---- Records for the exercise

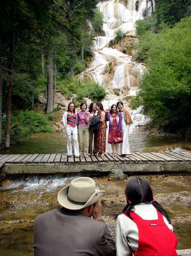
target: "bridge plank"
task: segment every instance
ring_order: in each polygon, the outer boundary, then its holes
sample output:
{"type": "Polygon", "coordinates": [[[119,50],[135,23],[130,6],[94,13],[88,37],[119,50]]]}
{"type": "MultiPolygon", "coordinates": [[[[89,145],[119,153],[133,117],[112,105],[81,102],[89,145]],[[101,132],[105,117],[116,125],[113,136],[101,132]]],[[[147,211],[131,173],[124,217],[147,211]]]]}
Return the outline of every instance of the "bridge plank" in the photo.
{"type": "Polygon", "coordinates": [[[113,155],[112,154],[112,153],[108,153],[108,155],[109,155],[112,158],[113,158],[113,159],[114,160],[114,162],[120,162],[120,159],[118,158],[117,158],[116,156],[114,156],[114,155],[113,155]]]}
{"type": "Polygon", "coordinates": [[[95,155],[91,155],[91,158],[93,163],[97,163],[98,160],[97,159],[95,155]]]}
{"type": "Polygon", "coordinates": [[[97,158],[97,159],[98,160],[99,162],[101,163],[101,162],[104,162],[104,160],[103,160],[103,159],[100,156],[99,156],[98,155],[96,155],[96,158],[97,158]]]}
{"type": "Polygon", "coordinates": [[[104,162],[109,162],[109,159],[107,157],[106,157],[105,154],[104,156],[101,156],[101,158],[103,159],[103,160],[104,160],[104,162]]]}
{"type": "Polygon", "coordinates": [[[148,159],[144,158],[143,156],[141,156],[141,155],[137,155],[137,154],[136,154],[136,152],[134,153],[131,153],[131,155],[133,156],[134,156],[136,158],[138,158],[139,159],[141,160],[142,162],[148,162],[148,159]]]}
{"type": "Polygon", "coordinates": [[[44,156],[44,154],[40,154],[32,162],[33,163],[40,163],[41,159],[44,156]]]}
{"type": "Polygon", "coordinates": [[[81,163],[86,163],[86,158],[84,156],[80,156],[81,163]]]}
{"type": "Polygon", "coordinates": [[[134,162],[142,162],[142,160],[139,156],[137,156],[135,154],[131,154],[131,155],[126,156],[127,159],[129,158],[131,161],[134,162]]]}
{"type": "Polygon", "coordinates": [[[150,156],[148,156],[148,155],[145,155],[145,153],[142,153],[141,152],[137,152],[137,155],[140,155],[141,156],[142,156],[143,158],[147,159],[149,162],[154,162],[154,158],[151,158],[150,156]]]}
{"type": "Polygon", "coordinates": [[[3,158],[6,158],[6,156],[7,156],[9,155],[1,155],[0,160],[2,160],[3,158]]]}
{"type": "Polygon", "coordinates": [[[45,154],[43,158],[40,160],[40,162],[42,163],[47,163],[49,157],[50,156],[50,154],[45,154]]]}
{"type": "Polygon", "coordinates": [[[108,158],[109,161],[114,162],[114,159],[108,153],[105,153],[105,155],[108,158]]]}
{"type": "Polygon", "coordinates": [[[60,160],[61,163],[66,163],[67,162],[67,154],[62,153],[61,159],[60,160]]]}
{"type": "MultiPolygon", "coordinates": [[[[123,158],[124,158],[124,159],[125,160],[125,162],[128,162],[128,163],[129,163],[130,162],[131,162],[131,160],[126,156],[123,156],[123,158]]],[[[134,158],[133,158],[133,160],[135,161],[135,159],[134,158]]]]}
{"type": "Polygon", "coordinates": [[[153,158],[153,159],[155,162],[165,162],[165,160],[162,158],[161,156],[159,156],[155,154],[156,152],[151,152],[150,153],[147,152],[147,155],[150,156],[151,158],[153,158]]]}
{"type": "Polygon", "coordinates": [[[18,154],[16,155],[14,155],[14,156],[10,158],[9,159],[7,159],[6,162],[7,163],[12,163],[14,160],[16,159],[16,158],[18,158],[20,156],[21,156],[21,154],[18,154]]]}
{"type": "Polygon", "coordinates": [[[74,162],[75,163],[79,163],[80,160],[79,160],[79,157],[77,158],[76,156],[74,156],[74,162]]]}
{"type": "Polygon", "coordinates": [[[162,153],[159,153],[158,152],[155,152],[155,155],[156,155],[158,156],[159,156],[159,158],[161,158],[163,159],[164,160],[167,161],[167,162],[172,162],[172,161],[176,161],[177,159],[175,158],[173,158],[172,156],[168,156],[162,153]]]}
{"type": "Polygon", "coordinates": [[[12,158],[12,156],[14,156],[15,154],[11,154],[11,155],[7,155],[7,156],[6,158],[4,158],[3,159],[1,160],[1,162],[6,162],[7,160],[10,159],[10,158],[12,158]]]}
{"type": "Polygon", "coordinates": [[[181,153],[189,156],[191,156],[191,152],[190,151],[181,151],[181,153]]]}
{"type": "Polygon", "coordinates": [[[60,162],[60,159],[61,159],[62,154],[57,154],[56,155],[54,163],[58,163],[60,162]]]}
{"type": "Polygon", "coordinates": [[[134,163],[134,162],[141,162],[141,159],[138,159],[137,158],[137,157],[135,157],[135,156],[132,155],[129,155],[128,156],[125,156],[125,158],[126,158],[126,159],[129,159],[130,160],[131,162],[133,162],[134,163]]]}
{"type": "Polygon", "coordinates": [[[191,155],[189,156],[189,155],[184,154],[183,152],[179,152],[179,153],[177,154],[178,154],[179,155],[181,155],[181,156],[183,156],[184,157],[186,157],[187,158],[190,159],[191,160],[191,155]]]}
{"type": "Polygon", "coordinates": [[[179,155],[177,153],[175,153],[175,152],[167,152],[167,154],[168,155],[173,157],[175,158],[177,158],[178,159],[181,159],[182,161],[185,161],[185,160],[190,160],[191,161],[191,159],[187,158],[186,156],[179,155]]]}
{"type": "Polygon", "coordinates": [[[27,155],[27,156],[24,158],[22,160],[20,160],[20,163],[26,163],[27,160],[28,160],[32,156],[32,154],[29,154],[29,155],[27,155]]]}
{"type": "Polygon", "coordinates": [[[20,156],[19,156],[19,158],[16,158],[16,159],[14,160],[13,161],[13,163],[20,163],[20,162],[23,159],[23,158],[24,158],[26,156],[27,156],[27,154],[24,154],[24,155],[21,155],[20,156]]]}
{"type": "Polygon", "coordinates": [[[27,163],[31,163],[38,156],[38,154],[32,155],[32,156],[27,160],[27,163]]]}
{"type": "Polygon", "coordinates": [[[120,155],[117,155],[116,157],[120,160],[120,161],[125,162],[125,159],[124,159],[124,158],[121,156],[120,155]]]}
{"type": "Polygon", "coordinates": [[[47,163],[53,163],[56,156],[56,154],[51,154],[47,163]]]}
{"type": "Polygon", "coordinates": [[[74,163],[74,159],[73,155],[71,155],[71,156],[67,157],[67,163],[74,163]]]}
{"type": "Polygon", "coordinates": [[[92,161],[91,160],[90,156],[86,156],[85,158],[87,163],[92,163],[92,161]]]}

--------

Short problem – Copy every line of the records above that contains the word "instance". Case counts.

Exercise output –
task: segment every instance
Return the outline of every instance of the "bridge plank" in the photo.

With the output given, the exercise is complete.